● **Provided information**
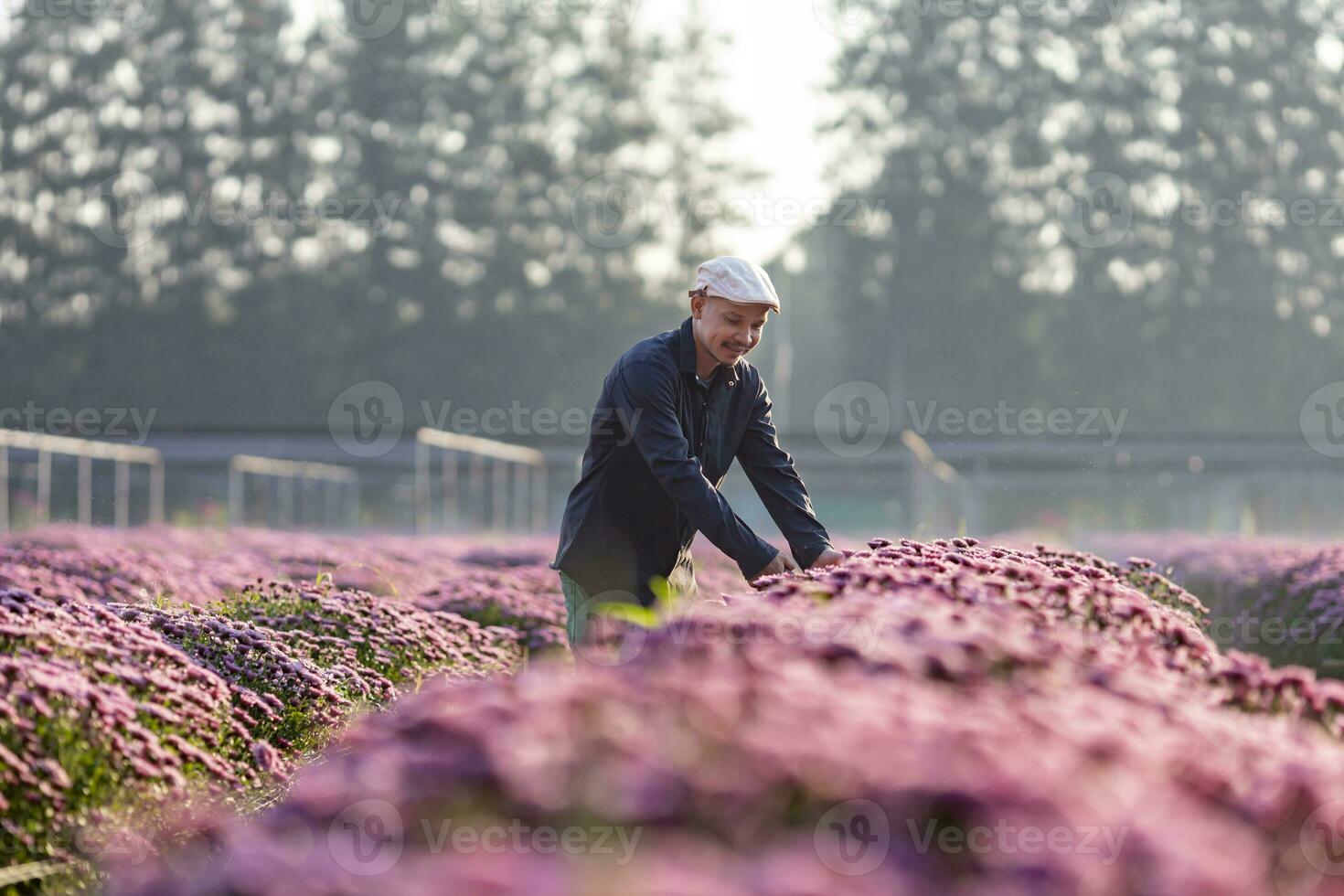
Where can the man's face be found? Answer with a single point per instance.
(728, 331)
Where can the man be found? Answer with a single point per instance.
(674, 412)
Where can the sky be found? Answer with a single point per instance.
(773, 74)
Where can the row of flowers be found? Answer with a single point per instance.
(940, 716)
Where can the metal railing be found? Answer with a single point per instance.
(529, 497)
(288, 473)
(86, 452)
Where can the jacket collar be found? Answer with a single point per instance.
(687, 348)
(687, 340)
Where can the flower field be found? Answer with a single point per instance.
(941, 716)
(260, 712)
(1280, 598)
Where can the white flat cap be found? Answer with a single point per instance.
(735, 280)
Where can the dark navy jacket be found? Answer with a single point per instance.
(659, 448)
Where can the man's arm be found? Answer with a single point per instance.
(783, 492)
(646, 398)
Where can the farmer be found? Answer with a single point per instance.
(674, 412)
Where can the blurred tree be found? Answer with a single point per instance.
(1040, 165)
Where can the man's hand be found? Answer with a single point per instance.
(778, 564)
(827, 558)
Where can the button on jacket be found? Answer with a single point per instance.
(659, 448)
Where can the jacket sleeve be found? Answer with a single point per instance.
(783, 492)
(646, 397)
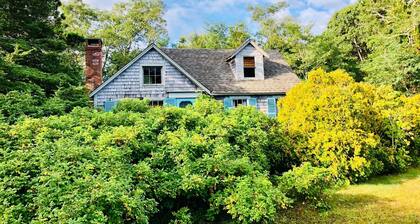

● **Aim**
Quote every record above word for word, omitting the pictures.

● **Problem solution**
Where can the man's face be found? Answer with a single point per instance.
(728, 331)
Where can the man be found? Answer with a single point per instance.
(674, 412)
Where can the sky be found? Answer with a single point per instance.
(773, 74)
Where can the row of flowers be found? Answer with a single point per instance.
(940, 716)
Where can the metal railing be found? Answer with a single point per instance.
(529, 497)
(288, 473)
(86, 452)
Where can the jacket collar be found? Answer with a single point per instance.
(687, 348)
(687, 340)
Where can the flower field be found? Answer with a single point per instance.
(941, 716)
(260, 712)
(1280, 598)
Where can the white flat cap be found? Answer with a single point per instance.
(735, 280)
Where can the dark navy jacket be found? Answer with a single point per instance.
(659, 448)
Where can the man's arm be found? Answer with a single point per instance.
(783, 492)
(646, 398)
Where can the farmer be found? Answer with a single point per instance.
(674, 412)
Where can the blurred tree be found? Answer with a single point per instance.
(1040, 165)
Where can the man's hand be found? Answer with a single point per instance.
(778, 564)
(827, 558)
Where can the button on jacket be found? Answer with a single point per instance.
(659, 448)
Where can the jacket sleeve be found? Answer with a single point per instance.
(783, 492)
(646, 397)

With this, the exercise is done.